____ ОТРЫВОК
5. Действие романа «Эдинбургская темница» (1818) относится к 30-м годам XVIII в. В древней шотландской столице Эдинбурге зреет и выливается в бунт народное возмущение (1736), известное в официальной историографии под названием «бунт против Портеуса». The Heart of Mid-Lothian («Сердце Средних земель») — так буквально называется роман. Средние земли (или владения) по-английски — Мидлотиан, графство, в котором находится столица Шотландии. Символический смысл в заголовке — «сердце страны», «душа Шотландии» - олицетворен, по мысли Вальтера Скотта, в характере Джини Динс - простой крестьянской девушки, олицетворяющей лучшие черты своего народа - его совесть, живой ум, неподкупную честность, находчивость, непоколебимую волю и природную энергию.

ГЛАВА III. Роль фольклорных мотивов в романе В. Скотта The Heart of Mid-Lothian («Эдинбургская темница)

3.1. Фольклорная структура романа

Вальтер Скотт, как и многие писатели, неоднократно заимствует фольклорные модели для построения сюжета своих романов. Рассматриваемое нами произведение своей структурой напоминает морфологическую структуру сказки. Развитая сказка, происхождение которой большинство исследователей видит в мифе, имеет единую морфологическую структуру, которая представляет собой цепь потерь и их приобретений, связанных между собой действиями героев. Эти действия – испытания героев в волшебных сказках. При этом финал классической волшебной сказки непременное счастливый, и в нем не только ликвидируется первоначальная беда, но имеются и дополнительные приобретения, оборачивающиеся наградой герою[44].
________
____ ИСХОДНЫЕ ДАННЫЕ
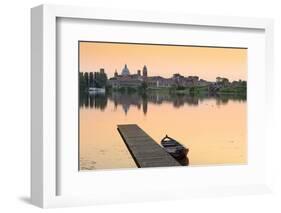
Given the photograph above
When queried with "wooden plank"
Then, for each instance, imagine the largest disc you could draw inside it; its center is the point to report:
(144, 150)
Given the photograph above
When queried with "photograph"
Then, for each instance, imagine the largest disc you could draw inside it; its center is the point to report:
(147, 105)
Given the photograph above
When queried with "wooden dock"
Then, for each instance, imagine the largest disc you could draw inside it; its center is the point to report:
(144, 150)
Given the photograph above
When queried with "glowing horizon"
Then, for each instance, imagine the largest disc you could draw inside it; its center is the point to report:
(164, 60)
________
* ЗАДАНИЯ
A. Перепишите из отрывка о романе «Эдинбургская темница» фрагмент, начав со слов «ГЛАВА III. Роль» и закончив словами «оборачивающиеся наградой герою[44].».
B. Изложите суть отрывка о романе «Эдинбургская темница» в двух предложениях.
C. Подхватите рассуждение о фольклорной структуре романа «Эдинбургская темница» и продолжите его сразу после последнего предложения отрывка.

* ОТВЕТЫ
A.
ГЛАВА III. Роль фольклорных мотивов в романе В. Скотта The Heart of Mid-Lothian («Эдинбургская темница)

3.1. Фольклорная структура романа

Вальтер Скотт, как и многие писатели, неоднократно заимствует фольклорные модели для построения сюжета своих романов. Рассматриваемое нами произведение своей структурой напоминает морфологическую структуру сказки. Развитая сказка, происхождение которой большинство исследователей видит в мифе, имеет единую морфологическую структуру, которая представляет собой цепь потерь и их приобретений, связанных между собой действиями героев. Эти действия – испытания героев в волшебных сказках. При этом финал классической волшебной сказки непременное счастливый, и в нем не только ликвидируется первоначальная беда, но имеются и дополнительные приобретения, оборачивающиеся наградой герою[44].

B. Действие романа Вальтера Скотта «Эдинбургская темница» относится к 30-м годам XVIII в., а символический смысл его заглавия («сердце страны», «душа Шотландии») олицетворен в характере простой крестьянской девушки Джини Динс. По своей структуре роман напоминает сказку: это цепь потерь и приобретений, связанных действиями героев, а финал классической волшебной сказки счастлив и приносит герою награду.

C.
Структуру романа мы можем представить по схеме: цепь потерь – испытания героев – счастливый финал+дополнительные приобретения. В завязке романа повествуется о несчастье, обрушившемся на дом Динсов, где младшая дочь обвиняется в сокрытие беременности и детоубийстве. В трагические краски окрашен тон эпиграфов к первым двум главам:

Глава 1:

Whoe'er's been at Paris must needs know the Gre've,

The fatal retreat of the unfortunate brave,

Where honour and justice most oddly contribute,

To ease heroes' pains by an halter and gibbet.

There death breaks the shackles which force had put on,

And the hangman completes what the judge but began;

There the squire of the poet, and knight of the post,

Find their pains no more baulked, and their hopes no more

crossed[45]

.

Prior.

Глава 2:

And thou, great god of aquavitae!

Wha sways the empire of this city

(When fou we're sometimes capernoity),

Be thou prepared,

To save us frae that black banditti,

The City Guard!

Fergusson's Daft Days.

Испытания главной героини Джини Динс невольно отсылает мысль к первобытным мифам, ритуалам, племенным обычаям, которые в совокупности в виде мифологических мотивов перешли в сказки. В данном случае возникает ассоциация с ритуалом посвящения (инициации), который предполагает испытания. Счастливый финал для главной героини – помилование сестры – напоминает сказочные концовки, так как сложно было поверить в то, что в Джини удастся не только уговорить короля с королевой, но и добиться их аудиенции. Кроме того, она получает дополнительные приобретения, на которые и не рассчитывала: герцог Аргайл просит ее отца управлять его животноводческой фермой в горной Шотландии, а ее возлюбленного назначает во главе прихода. Доброта, отвага и верность традициям героини вознаграждаются.

3.2. Фольклорные мотивы в романе

Сюжет романа построен, на наш взгляд, на основе нескольких фольклорных мотивов. Первый – это вызов, бросаемый герою и его ответ, задача, которую требуется решить. В.Я. Пропп, анализируя исторические корни волшебной сказки, пишет: «происходит какая-нибудь беда» и «ход действия требует, чтобы герой как-нибудь узнал об этой беде» и «он отправляется в путь»[46]. Джини Динс отправляется из родного дома в Лондон, чтобы решить задачу: спасти свою сестру, попросив короля и королеву о помиловании. Персонажи, которым Джини сообщает о своем решении, считают ее сумасшедшей. "Lunnon—and the queen—and her sister's life!" said Dumbiedikes, whistling for very amazement—"the lassie's demented[47]." – считает Дамбидайкс. "Jeanie! you are surely not yourself,"[48] – вторит такой реакции Батлер.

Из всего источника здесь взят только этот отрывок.